#### [Text provided]
Dubofsky, Paulette; Varadarajan,
P. Rajan (1987) Diversification and Measures of Performance:
Additional Empirical Evidence. Academy of Management Journal,
30 (3): 597-608.
The findings of Michel and
Shaked (1984) are reexamined and their work extended by examining
the relationship between diversification strategy and performance
using both an accounting measure and market measures of performance.
The same firms (51 firms from the Fortune 250 list) and the same
time period (1975-1981) are used. However, 3 of the firms are
excluded because use of Rumelt's (1974) rules for categorization
leads the firms to be classified as either dominant-business or
single-business firms. Three main findings emerge: 1. There
is a high degree of interrater agreement between the computations
of Michel-Shaked (MS) and the present computations. 2. The characteristics
of 4 firms with fairly high performance and mid-range relatedness
ratios and their group assignments appear to have influenced the
significant differences in performance between diversification
groups reported by MS. 3. The type of performance measure used
seems to lead to conflicting inferences about the relationship
between diversification strategy and a firm's performance.
Hopkins, H. Donald (1987)
Acquisition Strategy and the Market Position of Acquiring Firms.
Strategic Management Journal, 8 (6): 535-547.
Three acquisition strategies
are employed to hypothesize differences in the market position
of acquisitive firms. The strategies are: 1. conglomerate (acquisition
of companies in areas unrelated to the acquiring firms's main
business), 2. technology-related (acquisition of firms with the
same or similar production techniques or product technology),
and 3. marketing-related (acquisition of firms with markets homogeneous
to those of the acquiring firm). The sample used consists of
64 firms from the 1965 Fortune 1,000 that were active acquirers
during the 1965-1979 period. The data are analyzed by comparing
the mean values associated with each strategy on 4 market position
variables, measures of: 1. market share, 2. market concentration,
3. market growth, and 4. market profitability. The results
show that, while acquisitive growth generally is associated with
a decline in market position, the marketing-related strategy is
associated with a distinctly superior position. Firms using this
strategy are found to be in more profitable industries and to
have higher market shares in these industries.
Hopkins, H. Donald, (1987)
Long-Term Acquisition Strategies in the U.S. Economy. Journal
of Management, 13 (3): 557-572.
Despite research suggesting
that the use of consistent long-term acquisition strategies should
be beneficial, there is evidence that acquisitive firms do not
use such strategies. A study was conducted to determine whether
acquisitive firms show, by their externally observable patterns
of behavior, evidence of pursuing consistent long-term strategies.
If so, an attempt was made to determine the nature of these strategies
and whether they are associated with superior performance. Using
a sample of 103 Fortune 1,000 companies for the period 1965-1979,
the results show that the majority of the firms did appear to
follow acquisition strategies that were consistent over time.
About half of the companies followed one of 2 highly consistent
strategies -- a marketing-related strategy or a technology-related
one. While the consistency of a firm's acquisition strategy was
found not to be associated with better performance, strategies
that exhibited 'strategic fit' did show superior profitability.
Johnson, Gerry; Thomas,
Howard (1987) The Industry Context of Strategy, Structure and
Performance: The U.K. Brewing Industry. Strategic Management
Journal, 8 (4): 343-361.

#### [The tasks]
a) Quote the portion of the strategy abstracts that begins at the words "Hopkins, H. Donald, (1987)" and stops after "consistent over time.".
b) According to the strategy abstracts, how many firms were excluded from the reexamination of the findings of Michel and Shaked?
c) Render this sentence from the strategy abstracts in Spanish: "About half of the companies followed one of 2 highly consistent strategies -- a marketing-related strategy or a technology-related one."
The listing that comes next has no connection to the strategy abstracts.

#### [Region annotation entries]
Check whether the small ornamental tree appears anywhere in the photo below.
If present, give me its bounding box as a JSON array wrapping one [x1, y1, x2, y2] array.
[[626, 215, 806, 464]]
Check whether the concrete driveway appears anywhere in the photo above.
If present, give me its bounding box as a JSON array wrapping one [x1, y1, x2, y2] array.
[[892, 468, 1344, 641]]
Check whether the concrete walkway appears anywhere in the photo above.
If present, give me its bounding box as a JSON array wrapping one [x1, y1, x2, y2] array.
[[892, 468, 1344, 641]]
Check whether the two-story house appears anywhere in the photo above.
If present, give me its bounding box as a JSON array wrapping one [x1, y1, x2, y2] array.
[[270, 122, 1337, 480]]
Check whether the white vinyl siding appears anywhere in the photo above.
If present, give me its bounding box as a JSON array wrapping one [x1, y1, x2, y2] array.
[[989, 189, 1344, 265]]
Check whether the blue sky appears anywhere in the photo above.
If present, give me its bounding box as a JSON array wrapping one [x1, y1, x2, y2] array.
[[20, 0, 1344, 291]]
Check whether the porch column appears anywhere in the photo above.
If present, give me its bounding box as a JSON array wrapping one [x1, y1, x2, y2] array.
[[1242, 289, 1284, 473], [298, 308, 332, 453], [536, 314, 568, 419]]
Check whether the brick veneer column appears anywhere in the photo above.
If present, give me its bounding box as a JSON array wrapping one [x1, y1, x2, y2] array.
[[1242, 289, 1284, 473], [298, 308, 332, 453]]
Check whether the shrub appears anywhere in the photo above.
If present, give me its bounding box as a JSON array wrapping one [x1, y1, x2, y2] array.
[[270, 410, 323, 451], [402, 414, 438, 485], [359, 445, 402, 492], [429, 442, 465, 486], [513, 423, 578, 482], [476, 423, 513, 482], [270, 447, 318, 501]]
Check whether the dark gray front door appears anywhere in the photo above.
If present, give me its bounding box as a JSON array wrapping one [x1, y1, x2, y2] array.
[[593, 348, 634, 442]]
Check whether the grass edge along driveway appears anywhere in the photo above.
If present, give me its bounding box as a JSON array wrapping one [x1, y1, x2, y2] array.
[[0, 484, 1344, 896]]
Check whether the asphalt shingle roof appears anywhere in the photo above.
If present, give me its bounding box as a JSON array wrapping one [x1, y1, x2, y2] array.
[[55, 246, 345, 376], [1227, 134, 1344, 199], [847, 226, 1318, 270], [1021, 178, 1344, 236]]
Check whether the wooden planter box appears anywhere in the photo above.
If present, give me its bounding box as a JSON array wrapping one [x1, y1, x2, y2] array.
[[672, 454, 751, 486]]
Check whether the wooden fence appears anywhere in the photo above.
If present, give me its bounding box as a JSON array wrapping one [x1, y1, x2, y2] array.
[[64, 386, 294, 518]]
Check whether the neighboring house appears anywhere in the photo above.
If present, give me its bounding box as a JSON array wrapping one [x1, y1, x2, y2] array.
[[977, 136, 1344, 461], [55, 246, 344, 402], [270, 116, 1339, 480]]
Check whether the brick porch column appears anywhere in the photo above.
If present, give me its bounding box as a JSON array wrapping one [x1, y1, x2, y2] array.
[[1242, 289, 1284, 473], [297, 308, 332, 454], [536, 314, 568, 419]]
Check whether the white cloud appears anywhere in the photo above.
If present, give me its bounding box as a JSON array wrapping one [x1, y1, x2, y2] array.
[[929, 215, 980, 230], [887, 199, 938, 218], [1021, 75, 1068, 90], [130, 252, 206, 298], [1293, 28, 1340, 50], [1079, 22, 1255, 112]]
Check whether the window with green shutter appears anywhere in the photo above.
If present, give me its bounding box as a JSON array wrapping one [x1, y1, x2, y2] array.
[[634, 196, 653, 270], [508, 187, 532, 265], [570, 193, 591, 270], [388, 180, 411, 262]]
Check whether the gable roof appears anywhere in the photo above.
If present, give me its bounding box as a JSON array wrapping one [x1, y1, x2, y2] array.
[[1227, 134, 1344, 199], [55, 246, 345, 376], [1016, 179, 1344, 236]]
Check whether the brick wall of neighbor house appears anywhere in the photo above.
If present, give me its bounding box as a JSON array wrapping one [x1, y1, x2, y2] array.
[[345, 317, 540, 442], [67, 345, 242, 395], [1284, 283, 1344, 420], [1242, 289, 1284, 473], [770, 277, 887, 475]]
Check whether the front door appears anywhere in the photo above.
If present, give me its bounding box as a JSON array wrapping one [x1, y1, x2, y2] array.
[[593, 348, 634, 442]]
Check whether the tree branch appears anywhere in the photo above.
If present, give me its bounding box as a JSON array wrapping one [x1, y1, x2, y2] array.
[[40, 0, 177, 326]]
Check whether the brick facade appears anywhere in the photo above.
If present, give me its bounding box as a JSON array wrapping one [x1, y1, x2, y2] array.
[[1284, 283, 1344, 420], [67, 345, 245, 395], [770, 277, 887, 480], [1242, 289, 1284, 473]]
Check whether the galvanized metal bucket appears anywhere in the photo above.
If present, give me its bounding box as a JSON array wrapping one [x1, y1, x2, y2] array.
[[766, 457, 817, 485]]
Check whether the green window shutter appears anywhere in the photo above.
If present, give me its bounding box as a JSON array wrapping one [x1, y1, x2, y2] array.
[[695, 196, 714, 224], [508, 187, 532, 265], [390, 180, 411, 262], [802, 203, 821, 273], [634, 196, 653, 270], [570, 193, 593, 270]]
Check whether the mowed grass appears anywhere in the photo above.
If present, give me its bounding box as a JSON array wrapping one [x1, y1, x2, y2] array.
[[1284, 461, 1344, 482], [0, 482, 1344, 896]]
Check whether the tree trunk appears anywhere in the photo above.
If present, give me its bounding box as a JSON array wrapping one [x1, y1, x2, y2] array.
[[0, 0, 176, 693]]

#### [Responses per task]
a)
Hopkins, H. Donald, (1987)
Long-Term Acquisition Strategies in the U.S. Economy. Journal
of Management, 13 (3): 557-572.
Despite research suggesting
that the use of consistent long-term acquisition strategies should
be beneficial, there is evidence that acquisitive firms do not
use such strategies. A study was conducted to determine whether
acquisitive firms show, by their externally observable patterns
of behavior, evidence of pursuing consistent long-term strategies.
If so, an attempt was made to determine the nature of these strategies
and whether they are associated with superior performance. Using
a sample of 103 Fortune 1,000 companies for the period 1965-1979,
the results show that the majority of the firms did appear to
follow acquisition strategies that were consistent over time.

b) Three firms were excluded.

c) Aproximadamente la mitad de las empresas siguió una de 2 estrategias altamente consistentes: una estrategia relacionada con el marketing o una relacionada con la tecnología.